-- GOAL OF THE EXERCISE --
Extract every line of the records below that contains the word "walkway", and reproduce each of those lines without alteration.

-- EXERCISE MATERIAL --

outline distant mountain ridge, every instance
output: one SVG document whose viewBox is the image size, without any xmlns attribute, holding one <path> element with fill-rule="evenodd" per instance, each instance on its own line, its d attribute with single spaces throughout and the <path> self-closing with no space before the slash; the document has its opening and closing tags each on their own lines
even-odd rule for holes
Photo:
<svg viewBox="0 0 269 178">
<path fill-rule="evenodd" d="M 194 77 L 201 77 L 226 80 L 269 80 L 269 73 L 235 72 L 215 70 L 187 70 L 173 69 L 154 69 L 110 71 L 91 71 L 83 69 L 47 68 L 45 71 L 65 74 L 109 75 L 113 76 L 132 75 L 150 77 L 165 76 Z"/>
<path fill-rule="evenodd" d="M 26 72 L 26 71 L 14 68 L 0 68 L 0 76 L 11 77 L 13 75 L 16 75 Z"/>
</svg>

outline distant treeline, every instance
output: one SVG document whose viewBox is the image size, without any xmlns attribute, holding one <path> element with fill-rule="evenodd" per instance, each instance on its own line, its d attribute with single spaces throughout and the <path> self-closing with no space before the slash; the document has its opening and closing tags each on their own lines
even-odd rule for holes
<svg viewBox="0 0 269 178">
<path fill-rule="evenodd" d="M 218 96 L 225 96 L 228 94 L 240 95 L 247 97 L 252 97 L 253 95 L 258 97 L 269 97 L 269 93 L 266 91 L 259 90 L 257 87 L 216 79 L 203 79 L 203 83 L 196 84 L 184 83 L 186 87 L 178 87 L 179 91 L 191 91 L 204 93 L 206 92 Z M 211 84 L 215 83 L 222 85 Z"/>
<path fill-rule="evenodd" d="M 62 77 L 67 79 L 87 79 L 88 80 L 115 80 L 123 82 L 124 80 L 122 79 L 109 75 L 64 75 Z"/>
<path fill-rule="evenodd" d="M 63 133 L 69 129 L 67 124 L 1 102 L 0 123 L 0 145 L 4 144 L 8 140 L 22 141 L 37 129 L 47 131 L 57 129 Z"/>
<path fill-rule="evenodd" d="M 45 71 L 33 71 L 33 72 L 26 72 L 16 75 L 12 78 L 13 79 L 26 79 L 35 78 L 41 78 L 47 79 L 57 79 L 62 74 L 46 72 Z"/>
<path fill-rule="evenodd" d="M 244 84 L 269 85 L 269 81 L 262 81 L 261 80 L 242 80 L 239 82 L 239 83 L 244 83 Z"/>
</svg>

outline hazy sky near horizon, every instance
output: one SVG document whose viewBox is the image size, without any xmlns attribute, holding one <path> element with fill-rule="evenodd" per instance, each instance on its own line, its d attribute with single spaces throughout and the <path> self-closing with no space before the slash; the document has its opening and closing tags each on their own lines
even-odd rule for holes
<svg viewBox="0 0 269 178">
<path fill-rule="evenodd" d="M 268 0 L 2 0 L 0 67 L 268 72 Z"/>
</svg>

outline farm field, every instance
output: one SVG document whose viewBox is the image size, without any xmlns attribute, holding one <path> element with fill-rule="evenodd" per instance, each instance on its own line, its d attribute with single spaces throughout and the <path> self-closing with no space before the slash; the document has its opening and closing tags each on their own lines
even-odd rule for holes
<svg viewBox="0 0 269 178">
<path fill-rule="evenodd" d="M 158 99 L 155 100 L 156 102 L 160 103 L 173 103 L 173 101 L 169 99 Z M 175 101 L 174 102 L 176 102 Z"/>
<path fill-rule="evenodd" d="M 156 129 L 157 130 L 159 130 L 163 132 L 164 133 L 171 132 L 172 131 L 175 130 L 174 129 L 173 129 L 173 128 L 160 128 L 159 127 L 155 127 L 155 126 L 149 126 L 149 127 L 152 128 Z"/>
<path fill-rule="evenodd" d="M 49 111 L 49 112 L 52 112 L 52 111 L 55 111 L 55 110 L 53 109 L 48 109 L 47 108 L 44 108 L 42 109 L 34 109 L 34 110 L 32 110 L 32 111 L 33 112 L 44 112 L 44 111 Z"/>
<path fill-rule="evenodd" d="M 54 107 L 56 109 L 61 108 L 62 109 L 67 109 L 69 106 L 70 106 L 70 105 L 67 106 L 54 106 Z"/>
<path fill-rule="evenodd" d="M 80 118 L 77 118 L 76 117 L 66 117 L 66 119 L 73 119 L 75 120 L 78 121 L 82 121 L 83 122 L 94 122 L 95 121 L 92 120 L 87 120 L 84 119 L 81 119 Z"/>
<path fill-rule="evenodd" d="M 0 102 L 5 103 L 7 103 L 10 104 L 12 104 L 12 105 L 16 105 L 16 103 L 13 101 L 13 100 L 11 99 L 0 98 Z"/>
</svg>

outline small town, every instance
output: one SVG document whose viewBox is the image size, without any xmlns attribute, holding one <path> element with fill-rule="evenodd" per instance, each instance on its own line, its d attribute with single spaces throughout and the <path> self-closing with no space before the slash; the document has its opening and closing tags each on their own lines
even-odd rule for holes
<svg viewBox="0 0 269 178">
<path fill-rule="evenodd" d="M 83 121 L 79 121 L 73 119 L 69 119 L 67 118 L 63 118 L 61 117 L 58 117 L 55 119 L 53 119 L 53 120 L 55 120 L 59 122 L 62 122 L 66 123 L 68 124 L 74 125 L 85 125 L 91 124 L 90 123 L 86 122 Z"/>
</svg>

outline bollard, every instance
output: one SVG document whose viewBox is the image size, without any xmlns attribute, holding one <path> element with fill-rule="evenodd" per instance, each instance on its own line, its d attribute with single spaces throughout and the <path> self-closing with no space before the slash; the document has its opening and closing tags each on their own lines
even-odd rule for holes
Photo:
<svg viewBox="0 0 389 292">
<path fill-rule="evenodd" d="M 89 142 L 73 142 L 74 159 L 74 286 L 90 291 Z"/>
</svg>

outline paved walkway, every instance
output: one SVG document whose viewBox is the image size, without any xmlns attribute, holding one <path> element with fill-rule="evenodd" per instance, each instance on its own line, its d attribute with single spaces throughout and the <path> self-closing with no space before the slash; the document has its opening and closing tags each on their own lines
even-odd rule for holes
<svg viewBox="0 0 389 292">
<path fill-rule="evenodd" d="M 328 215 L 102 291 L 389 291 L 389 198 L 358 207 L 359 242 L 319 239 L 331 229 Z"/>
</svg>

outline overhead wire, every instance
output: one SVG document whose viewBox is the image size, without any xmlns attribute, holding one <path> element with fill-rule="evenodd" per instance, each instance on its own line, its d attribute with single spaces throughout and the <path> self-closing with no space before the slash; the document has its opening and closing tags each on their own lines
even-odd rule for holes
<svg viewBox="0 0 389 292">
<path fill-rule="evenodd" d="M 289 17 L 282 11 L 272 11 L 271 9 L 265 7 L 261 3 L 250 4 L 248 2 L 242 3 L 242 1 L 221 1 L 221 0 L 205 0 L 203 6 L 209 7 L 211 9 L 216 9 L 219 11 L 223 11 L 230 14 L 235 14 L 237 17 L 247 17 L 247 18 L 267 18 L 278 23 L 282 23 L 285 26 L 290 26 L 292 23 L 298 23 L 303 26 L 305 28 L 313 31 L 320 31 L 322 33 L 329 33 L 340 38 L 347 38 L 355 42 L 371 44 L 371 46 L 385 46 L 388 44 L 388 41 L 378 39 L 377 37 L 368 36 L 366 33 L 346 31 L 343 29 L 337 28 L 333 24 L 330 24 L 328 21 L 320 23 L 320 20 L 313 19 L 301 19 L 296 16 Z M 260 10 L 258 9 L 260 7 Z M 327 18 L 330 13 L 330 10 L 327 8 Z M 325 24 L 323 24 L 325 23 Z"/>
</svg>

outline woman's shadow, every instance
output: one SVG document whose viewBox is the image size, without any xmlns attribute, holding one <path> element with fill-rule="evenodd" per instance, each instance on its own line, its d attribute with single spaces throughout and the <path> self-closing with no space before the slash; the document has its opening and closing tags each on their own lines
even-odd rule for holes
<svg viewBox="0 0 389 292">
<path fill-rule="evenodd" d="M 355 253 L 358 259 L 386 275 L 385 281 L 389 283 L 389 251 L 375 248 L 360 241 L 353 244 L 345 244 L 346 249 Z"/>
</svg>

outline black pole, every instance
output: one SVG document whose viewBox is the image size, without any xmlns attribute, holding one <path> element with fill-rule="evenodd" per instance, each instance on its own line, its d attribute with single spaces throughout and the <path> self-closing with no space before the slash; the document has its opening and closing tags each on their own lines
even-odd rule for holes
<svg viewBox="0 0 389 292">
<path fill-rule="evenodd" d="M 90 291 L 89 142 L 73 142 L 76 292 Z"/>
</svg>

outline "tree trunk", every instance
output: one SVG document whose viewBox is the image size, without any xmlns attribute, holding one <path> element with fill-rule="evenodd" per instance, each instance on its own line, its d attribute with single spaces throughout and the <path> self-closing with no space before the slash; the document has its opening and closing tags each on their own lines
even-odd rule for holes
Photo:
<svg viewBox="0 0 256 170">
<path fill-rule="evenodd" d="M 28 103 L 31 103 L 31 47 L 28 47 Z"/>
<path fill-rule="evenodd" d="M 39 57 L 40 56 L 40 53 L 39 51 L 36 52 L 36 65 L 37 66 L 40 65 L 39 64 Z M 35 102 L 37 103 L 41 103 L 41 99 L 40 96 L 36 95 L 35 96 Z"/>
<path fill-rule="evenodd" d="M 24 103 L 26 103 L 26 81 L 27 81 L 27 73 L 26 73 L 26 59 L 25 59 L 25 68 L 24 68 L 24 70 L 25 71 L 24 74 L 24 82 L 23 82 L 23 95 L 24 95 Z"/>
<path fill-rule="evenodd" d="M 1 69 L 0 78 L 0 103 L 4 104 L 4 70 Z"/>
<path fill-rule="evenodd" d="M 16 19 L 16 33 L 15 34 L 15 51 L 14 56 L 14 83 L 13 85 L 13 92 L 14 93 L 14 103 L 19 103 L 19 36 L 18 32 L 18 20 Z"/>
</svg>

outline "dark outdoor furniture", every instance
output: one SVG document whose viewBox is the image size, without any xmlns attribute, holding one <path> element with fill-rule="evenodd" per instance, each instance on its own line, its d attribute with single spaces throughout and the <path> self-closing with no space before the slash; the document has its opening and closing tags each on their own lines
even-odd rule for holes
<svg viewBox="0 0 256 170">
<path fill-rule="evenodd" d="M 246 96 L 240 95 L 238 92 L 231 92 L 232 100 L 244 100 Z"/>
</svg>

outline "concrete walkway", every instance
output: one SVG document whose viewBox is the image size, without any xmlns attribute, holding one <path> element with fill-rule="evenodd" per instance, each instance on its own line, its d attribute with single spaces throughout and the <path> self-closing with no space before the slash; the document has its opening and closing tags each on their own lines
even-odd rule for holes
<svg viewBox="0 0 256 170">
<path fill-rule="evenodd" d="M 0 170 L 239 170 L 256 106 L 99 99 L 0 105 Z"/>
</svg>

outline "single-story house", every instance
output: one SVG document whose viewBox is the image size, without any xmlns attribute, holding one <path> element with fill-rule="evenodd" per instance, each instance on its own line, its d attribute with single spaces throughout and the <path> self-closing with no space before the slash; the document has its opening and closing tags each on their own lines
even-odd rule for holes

-- RESPONSE TO THE TASK --
outline paved walkway, every instance
outline "concrete walkway", every instance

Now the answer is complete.